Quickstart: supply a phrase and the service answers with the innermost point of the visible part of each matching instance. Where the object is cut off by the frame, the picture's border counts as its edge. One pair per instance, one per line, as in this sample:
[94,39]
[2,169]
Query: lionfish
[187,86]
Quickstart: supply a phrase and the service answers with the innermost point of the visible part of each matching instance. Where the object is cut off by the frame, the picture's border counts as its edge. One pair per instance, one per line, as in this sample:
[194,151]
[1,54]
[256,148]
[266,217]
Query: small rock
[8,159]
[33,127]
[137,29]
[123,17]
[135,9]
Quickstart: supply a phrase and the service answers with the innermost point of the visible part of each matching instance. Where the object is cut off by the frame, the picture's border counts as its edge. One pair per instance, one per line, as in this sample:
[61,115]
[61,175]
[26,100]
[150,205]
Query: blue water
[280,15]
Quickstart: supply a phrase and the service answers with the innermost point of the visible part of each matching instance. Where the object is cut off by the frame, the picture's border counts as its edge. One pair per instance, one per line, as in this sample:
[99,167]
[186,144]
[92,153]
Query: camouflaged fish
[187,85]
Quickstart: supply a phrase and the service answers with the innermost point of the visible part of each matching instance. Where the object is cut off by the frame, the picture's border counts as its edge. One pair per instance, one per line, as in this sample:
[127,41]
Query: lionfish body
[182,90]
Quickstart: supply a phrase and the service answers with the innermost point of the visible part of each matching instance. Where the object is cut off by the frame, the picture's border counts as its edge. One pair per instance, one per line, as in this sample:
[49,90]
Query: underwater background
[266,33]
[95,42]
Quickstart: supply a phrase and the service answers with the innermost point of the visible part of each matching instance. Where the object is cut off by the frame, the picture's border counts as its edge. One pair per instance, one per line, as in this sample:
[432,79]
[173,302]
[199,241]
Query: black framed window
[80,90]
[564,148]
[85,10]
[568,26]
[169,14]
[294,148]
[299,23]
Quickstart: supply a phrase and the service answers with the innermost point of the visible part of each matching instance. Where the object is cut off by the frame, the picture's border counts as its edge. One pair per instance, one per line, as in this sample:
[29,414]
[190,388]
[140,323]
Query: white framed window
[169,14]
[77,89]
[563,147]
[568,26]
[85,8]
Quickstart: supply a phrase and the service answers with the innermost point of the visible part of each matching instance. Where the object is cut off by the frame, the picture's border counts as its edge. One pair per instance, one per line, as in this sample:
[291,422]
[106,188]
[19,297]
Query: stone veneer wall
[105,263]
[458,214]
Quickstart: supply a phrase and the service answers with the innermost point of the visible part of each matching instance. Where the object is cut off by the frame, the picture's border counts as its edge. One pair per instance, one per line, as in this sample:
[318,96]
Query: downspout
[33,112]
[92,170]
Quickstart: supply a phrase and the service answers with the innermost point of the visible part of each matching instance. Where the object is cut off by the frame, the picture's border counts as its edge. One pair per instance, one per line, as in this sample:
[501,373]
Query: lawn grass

> **Stated goal**:
From the listing above, extract every line exactly as it stands.

> **Result**:
Quickstart: supply a phrase and the service answers with the innermost point of the visible part of each matching instance. Where the object is cut off by the frame, the picture's border counts as its edge. One pair per instance, one per line, as in this sample:
[94,39]
[2,169]
Query: lionfish
[187,86]
Quickstart: supply a phrase and the service answers with the innermost point of the visible part of each matching instance. Where the object is cut off by the frame, the picture's border counts as its edge. One pair per instance, one per line, as in this sample:
[194,151]
[1,54]
[256,148]
[266,217]
Query: small rock
[8,159]
[33,127]
[137,29]
[123,17]
[135,9]
Quickstart: supply a phrase and the service answers with the innermost point of the visible part of each matching instance. Where the object is cut off by the frame, the picture's border counts as its edge. One pair per instance, one per line, as in this sample:
[61,115]
[61,175]
[26,100]
[150,205]
Query: blue water
[280,15]
Quickstart: supply a phrase and the service answers with the innermost point of the visible part of each matching instance. Where the object is cut off by the frame, the picture's border counts as its edge. One pair per instance, one per line, as in this sample:
[99,167]
[186,144]
[92,153]
Query: camouflaged fish
[187,85]
Quickstart: supply a phrase and the service answers with the innermost point of the visible part of each matching instance. Where the object is cut off by the frame, the picture's border counts as its edge. One pair per instance, one per line, as in this sample:
[127,41]
Query: lionfish body
[182,90]
Quickstart: supply a phrase and the service answers with the innermost point of the visible part of each matching instance. Where the object is cut off by the frame, the picture's border counts as its edge. One pair per instance, one per line, as in this sample:
[49,90]
Query: underwater background
[266,33]
[95,42]
Quickstart: supply a phrase and the service answers with the innermost point of the visible part of each matching instance. Where the object is cut off by the frame, the picture's border counts as its edge. One pair per instance, one per line, as in this sample:
[432,79]
[173,302]
[199,241]
Query: black framed window
[80,90]
[564,148]
[85,10]
[568,26]
[169,14]
[294,148]
[299,23]
Quickstart: supply a phrase and the service answers with the innermost point of the visible part of each matching instance. Where the object is cut off by the frame, the picture's border counts as its edge. One pair per instance, one per line, as in this sample:
[29,414]
[190,388]
[140,323]
Query: white framed window
[169,14]
[77,89]
[563,147]
[568,26]
[85,8]
Quickstart: supply a phrase and the service answers with the innermost point of the visible part of each matching instance. Where the object is cut off by the frame, the picture's border counts as its edge. One pair per instance, one per line, as in this sample:
[291,422]
[106,188]
[19,297]
Query: stone veneer wall
[105,263]
[458,214]
Quickstart: supply a phrase and the service answers with the innermost point of the visible part of each matching instance. Where the object is cut off by the frame, the picture's border counts as its edge. One pair per instance, one per line, as in this sample:
[318,96]
Query: downspout
[33,112]
[92,170]
Quickstart: supply a phrase and the service answers with the innermost point of the visible part of each matching instance. Where the object is cut off by the frame, the picture's border counts as its edge. One pair per instance, one per line, as in this sample:
[501,373]
Query: lawn grass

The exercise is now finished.